• PROMPT: Pick up the article on the Ugly Toys Pageant after its last sentence and continue it in the same playful voice.

• DOCUMENT PASSAGE:
++++++++++++++++++++
Ladies and gentlemen, frogs and pigs, welcome once again to the Tough Pigs April Fools tradition:

The Ugly Toys Pageant!

When TP pal John Hamilton sent in his votes for this year’s Pageant, he said, “I often worry that Muppets’ souls are trapped in these ugly toys.”

Now, he was talking about the huge Kermit doll that looks like it’s about to eat the toddler, but in the bigger picture, that’s a good way to describe the eerie specter that is the Ugly Muppet Toy. In the comments that follow, you’ll notice that on the whole people refer to an ugly toy as “him,” rather than “it.”

The ugly toys have souls. And some of those souls are very, very dark.

And, speaking of dark: To present the Pageant rules, we’ve got that unearthly trio, the homemade baby-head Sesame dolls. Take it away, kids!

Over the last two weeks, the Ugly Toy contestants were appraised and rated by you, the Ugly Toy consuming community. People rated each toy on a scale of 1 to 5, with 1 being not that ugly and 5 being extreeeeemely ugly. On the next couple pages, we’ll count down the “winners,” starting with the Not That Ugly toys, and working up to the toys that have been voted by You, The People, as the ugliest toys of the year. Color commentary from the voters is provided for your entertainment.
++++++++++++++++++++
• DATA BLOCK:

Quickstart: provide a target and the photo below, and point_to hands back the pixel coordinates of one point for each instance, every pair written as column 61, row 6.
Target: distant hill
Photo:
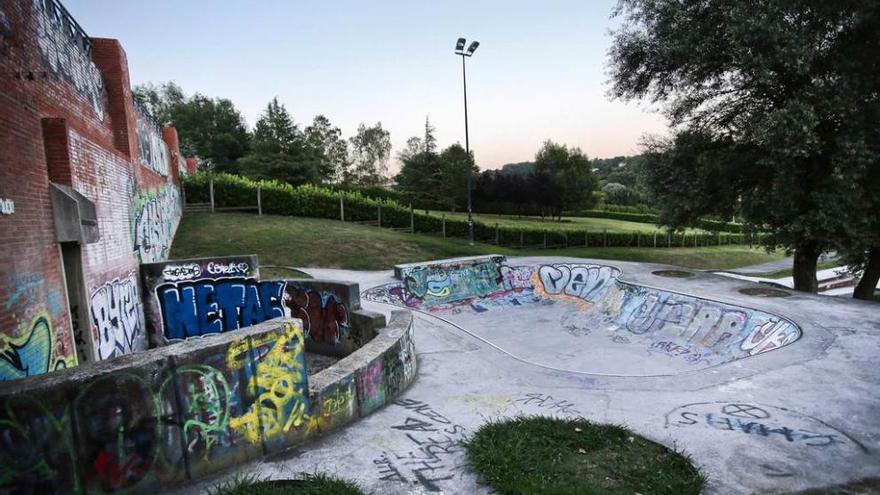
++++++++++++++++++++
• EXERCISE ANSWER:
Thank you, boys! And good luck getting into grad school.

Not Really That Ugly


Kermit and Animal jelly lollipops
(unknown, 2002)

Score: 1.8

“I actually like the look of these. It’s the taste that’s ugly.”
– Scott Hanson

“That’s a good likeness of Kermit… and you can eat it! What’s not to like?”
– Jonathan M

“Ugly, only from the perspective that eating jelly pops is like chewing the insole of an orthopedic shoe.”
– Jay Fosgitt


Steppin’ Out Fozzie action figure
(Palisades Toys, 2004)
entered by Peter Papazoglou

Score: 1.9

“Those eyes are a travesty, and a careless move by Palisades.”
– Scott Hanson

“He looks wooden and lifeless. The dummy doesn’t look too good either.”
– Tom Holste

“I think Fozzie’s trying to look at the dummy and the microphone, at the same time.”
– Joel Swanson

“He’s Steppin’ Out of the short bus.”
– Peter Papazoglou


Rock ‘n Roll Ernie
(Tyco, 1998)
entered by Peter Papazoglou

Score: 2.0

“Ernie, the 80’s are over.”
– Tom Holste

“Noisy toys are an automatic ugly.”
– Scott Hanson

“Hold on there, I have a Rock n Roll Ernie. If you could just hear him sing Splish Splash,
you’d fall in love with him.”
– Ryan Roe


Kermit and Miss Piggy Valentine plush
(DisneyStore.com, 2005)
entered by Peter Papazoglou

Score: 2.6

“I could swear Kermit had a neck. Daphnie deserved a Kermit with a neck.”
– John Hamilton

“It’s not really that ugly. Daphnie, however, may be hideous.”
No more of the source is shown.